• **What is asked**
Rewrite the data below as a numbered list, starting with its first line and ending with the line containing "top-left (86, 28), bottom-right (190, 153)", both included. Leave out the blank lines.

• **Records for the exercise**
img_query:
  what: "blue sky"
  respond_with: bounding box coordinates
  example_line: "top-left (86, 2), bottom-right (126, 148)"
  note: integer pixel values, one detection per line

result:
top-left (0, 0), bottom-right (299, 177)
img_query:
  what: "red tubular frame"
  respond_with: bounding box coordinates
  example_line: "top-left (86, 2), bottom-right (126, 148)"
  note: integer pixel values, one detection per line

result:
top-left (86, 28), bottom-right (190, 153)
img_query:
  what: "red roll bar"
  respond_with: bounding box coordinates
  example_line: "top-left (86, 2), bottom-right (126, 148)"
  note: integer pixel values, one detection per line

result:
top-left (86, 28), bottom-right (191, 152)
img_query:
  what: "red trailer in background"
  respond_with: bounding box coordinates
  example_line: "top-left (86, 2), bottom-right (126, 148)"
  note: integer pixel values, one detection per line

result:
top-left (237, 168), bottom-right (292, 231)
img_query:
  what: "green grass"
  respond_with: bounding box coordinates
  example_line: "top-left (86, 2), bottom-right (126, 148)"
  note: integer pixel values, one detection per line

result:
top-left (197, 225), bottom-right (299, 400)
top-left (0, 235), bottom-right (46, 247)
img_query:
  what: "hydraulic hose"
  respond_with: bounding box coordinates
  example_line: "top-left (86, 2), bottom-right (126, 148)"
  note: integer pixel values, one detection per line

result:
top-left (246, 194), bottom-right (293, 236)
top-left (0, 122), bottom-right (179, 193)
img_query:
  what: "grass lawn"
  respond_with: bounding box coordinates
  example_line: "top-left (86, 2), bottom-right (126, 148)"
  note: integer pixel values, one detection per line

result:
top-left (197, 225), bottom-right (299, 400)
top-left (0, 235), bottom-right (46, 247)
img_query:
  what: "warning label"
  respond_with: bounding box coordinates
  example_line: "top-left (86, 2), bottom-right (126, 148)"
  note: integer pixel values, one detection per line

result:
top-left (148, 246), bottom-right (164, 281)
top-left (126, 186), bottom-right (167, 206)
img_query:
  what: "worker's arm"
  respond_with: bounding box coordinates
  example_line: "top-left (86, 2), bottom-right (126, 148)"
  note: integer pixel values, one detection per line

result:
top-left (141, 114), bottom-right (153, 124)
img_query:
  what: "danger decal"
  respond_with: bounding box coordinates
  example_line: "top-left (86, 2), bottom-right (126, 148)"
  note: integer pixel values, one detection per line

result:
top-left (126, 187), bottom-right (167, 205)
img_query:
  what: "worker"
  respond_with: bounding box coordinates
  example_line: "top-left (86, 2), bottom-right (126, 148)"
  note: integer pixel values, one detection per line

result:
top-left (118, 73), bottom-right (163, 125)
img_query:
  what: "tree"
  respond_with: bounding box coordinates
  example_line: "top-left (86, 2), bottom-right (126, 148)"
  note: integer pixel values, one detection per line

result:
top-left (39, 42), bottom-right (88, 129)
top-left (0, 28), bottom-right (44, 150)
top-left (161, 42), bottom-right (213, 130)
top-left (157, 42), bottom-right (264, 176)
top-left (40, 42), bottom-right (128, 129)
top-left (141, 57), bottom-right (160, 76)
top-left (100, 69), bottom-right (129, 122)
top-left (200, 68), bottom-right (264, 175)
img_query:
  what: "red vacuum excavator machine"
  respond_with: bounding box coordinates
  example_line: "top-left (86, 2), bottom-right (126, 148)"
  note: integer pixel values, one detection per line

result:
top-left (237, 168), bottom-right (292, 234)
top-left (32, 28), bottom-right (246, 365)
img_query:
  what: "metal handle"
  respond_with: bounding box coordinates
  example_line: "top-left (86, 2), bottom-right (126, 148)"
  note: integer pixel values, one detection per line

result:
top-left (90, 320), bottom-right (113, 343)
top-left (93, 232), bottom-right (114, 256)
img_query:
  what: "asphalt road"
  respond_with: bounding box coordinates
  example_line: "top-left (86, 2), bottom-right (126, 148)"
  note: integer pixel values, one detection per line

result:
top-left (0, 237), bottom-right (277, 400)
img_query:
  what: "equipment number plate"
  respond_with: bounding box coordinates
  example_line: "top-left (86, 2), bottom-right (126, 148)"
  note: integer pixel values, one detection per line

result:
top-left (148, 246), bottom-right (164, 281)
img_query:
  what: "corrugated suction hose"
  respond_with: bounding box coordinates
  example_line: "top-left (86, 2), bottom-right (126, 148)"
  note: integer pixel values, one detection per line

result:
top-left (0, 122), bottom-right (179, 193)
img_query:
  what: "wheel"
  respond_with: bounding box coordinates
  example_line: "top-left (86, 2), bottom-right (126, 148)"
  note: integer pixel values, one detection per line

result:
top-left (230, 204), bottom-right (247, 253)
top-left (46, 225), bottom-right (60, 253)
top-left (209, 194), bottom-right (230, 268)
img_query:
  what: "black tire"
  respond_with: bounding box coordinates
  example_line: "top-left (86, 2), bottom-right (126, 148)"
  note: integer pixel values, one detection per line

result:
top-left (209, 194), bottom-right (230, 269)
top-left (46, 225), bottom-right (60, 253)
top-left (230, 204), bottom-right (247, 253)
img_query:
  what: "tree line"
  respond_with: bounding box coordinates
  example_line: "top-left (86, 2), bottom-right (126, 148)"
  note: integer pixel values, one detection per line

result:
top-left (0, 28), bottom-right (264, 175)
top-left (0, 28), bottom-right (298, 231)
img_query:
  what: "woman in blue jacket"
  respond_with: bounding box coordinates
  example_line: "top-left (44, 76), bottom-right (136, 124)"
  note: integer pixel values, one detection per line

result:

• **Correct result**
1. img_query:
2.   what: "blue sky"
3.   respond_with: bounding box coordinates
4.   example_line: "top-left (86, 2), bottom-right (126, 148)"
5.   note: integer pixel values, one detection per line
6. result:
7. top-left (0, 0), bottom-right (299, 177)
8. img_query:
9.   what: "red tubular frame"
10.   respond_with: bounding box coordinates
11.   example_line: "top-left (86, 2), bottom-right (126, 148)"
12.   note: integer pixel values, one detection per line
13. result:
14. top-left (86, 28), bottom-right (190, 153)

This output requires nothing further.